The Second Turning: An Awakening
An Awakening occurs when people pull away from the social order imposed during the High, resulting in a cultural revolution. People question and defy the institutions and regulations established during the High as the need for them falls out of living memory.
People also reject collective values and the ideals of duty and conformity in favor of individual rights. Government weakens, and free markets begin to overshadow public services. Violence and crime increase, as do income inequality and class divisions. Gender divisions become less strict, and child-rearing becomes more lenient.
The Third Turning: An Unraveling
An Unraveling occurs when society embraces the new order put in place during the Awakening. Trust in government and establishments continues to decline, and people become more passionate about and extreme in their beliefs. Communities become divided over morals, and unified action becomes more difficult.
People become tribal or nationalistic and suspicious of anything that doesn’t fit their values. Individualism is at its highest, and free markets become even more favored. Violence, crime, and income inequality reach their peak. Gender divisions are even less strict, and society becomes more protective of children.
--*--
USING THE INFORMATION:
a: According to the text on the Awakening and Unraveling turnings, what happens to child-rearing during an Awakening?
b: Translate this sentence from the text on the Awakening and Unraveling turnings into Spanish: "Communities become divided over morals, and unified action becomes more difficult."
c: Resume the text on the Awakening and Unraveling turnings after its final sentence.

(Collected data)
--*--
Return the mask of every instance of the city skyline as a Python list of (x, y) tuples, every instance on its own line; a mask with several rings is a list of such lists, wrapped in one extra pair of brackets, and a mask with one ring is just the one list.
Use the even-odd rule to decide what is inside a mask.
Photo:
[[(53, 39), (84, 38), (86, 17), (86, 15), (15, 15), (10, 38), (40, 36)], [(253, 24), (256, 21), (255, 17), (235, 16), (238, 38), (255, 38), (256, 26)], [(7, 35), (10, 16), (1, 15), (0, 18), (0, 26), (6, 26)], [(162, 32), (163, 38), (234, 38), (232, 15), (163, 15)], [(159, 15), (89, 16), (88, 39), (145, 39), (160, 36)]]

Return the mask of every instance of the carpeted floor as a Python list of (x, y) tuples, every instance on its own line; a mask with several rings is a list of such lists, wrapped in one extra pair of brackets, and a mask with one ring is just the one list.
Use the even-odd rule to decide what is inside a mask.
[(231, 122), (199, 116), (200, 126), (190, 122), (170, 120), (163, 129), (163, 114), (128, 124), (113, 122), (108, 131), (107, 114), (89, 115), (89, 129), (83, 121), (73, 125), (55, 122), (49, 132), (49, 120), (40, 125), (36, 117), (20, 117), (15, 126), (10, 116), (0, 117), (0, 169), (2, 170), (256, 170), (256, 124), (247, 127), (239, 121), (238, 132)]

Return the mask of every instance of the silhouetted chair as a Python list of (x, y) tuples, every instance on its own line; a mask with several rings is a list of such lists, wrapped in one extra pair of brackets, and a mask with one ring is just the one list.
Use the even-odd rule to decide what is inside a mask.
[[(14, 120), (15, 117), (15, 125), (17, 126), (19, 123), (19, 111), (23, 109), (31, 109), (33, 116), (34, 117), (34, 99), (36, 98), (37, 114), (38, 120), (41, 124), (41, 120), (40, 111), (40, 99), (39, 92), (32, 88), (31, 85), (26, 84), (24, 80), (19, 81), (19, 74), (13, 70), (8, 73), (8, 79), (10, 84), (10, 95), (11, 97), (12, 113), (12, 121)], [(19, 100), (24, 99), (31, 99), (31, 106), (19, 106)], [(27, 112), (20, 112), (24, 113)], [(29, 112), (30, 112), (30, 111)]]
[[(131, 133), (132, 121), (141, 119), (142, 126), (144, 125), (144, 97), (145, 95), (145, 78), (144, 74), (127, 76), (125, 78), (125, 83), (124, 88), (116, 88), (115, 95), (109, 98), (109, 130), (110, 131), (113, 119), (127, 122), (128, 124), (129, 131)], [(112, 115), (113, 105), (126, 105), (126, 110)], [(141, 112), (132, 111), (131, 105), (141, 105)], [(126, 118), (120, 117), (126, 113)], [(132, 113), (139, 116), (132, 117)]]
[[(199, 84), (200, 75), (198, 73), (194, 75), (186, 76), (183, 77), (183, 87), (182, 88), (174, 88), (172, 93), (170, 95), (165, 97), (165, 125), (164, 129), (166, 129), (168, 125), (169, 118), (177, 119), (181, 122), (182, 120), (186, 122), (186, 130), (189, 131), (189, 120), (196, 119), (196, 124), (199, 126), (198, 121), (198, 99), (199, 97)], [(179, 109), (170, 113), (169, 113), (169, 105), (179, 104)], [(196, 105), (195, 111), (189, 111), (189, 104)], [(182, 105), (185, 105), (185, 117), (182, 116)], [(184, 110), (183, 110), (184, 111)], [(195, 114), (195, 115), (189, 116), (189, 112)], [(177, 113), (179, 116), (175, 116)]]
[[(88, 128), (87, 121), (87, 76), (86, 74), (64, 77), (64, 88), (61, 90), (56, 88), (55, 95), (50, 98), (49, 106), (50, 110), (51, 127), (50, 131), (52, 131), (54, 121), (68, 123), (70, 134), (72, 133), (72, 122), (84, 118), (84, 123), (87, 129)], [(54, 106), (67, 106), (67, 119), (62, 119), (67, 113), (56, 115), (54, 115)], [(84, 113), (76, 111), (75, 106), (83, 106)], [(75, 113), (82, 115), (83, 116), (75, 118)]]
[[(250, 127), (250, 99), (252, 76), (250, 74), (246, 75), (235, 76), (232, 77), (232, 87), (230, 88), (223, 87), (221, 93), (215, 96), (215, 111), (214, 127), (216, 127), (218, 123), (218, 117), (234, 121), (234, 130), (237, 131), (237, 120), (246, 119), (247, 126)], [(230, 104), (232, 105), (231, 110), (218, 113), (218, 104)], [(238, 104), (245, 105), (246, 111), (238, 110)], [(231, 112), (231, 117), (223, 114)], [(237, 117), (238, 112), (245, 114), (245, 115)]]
--*--
RESULTS FOR THE EXERCISE:
a: It becomes more lenient.

b: Las comunidades se dividen por cuestiones morales y la acción unificada se vuelve más difícil.

c:
The Fourth Turning: A Crisis
A Crisis occurs when a catalyst ignites a significant change in society. The anxious, pessimistic, and pre-cataclysmic mood of the Unraveling primes people to respond in a way that creates a societal upheaval.
In response to the panic, people begin to unite as communities to establish a new social order that demands collective sacrifice to resolve the nation’s problems. The government is appointed to implement and enforce this social order.
Violence, crime, and income inequality decrease. Gender divisions increase again. Protectiveness over children is at its highest.
The risk of national violence such as revolution, civil war, and foreign war increases. Leaders characterize foreign and political opponents as immoral and refuse to compromise, and the use of highly destructive weapons increases for the sake of decisive victories.
As a result of the Crisis, society is unrecognizably transformed. The resolution of the Crisis cements the new social order and results in an end to wars.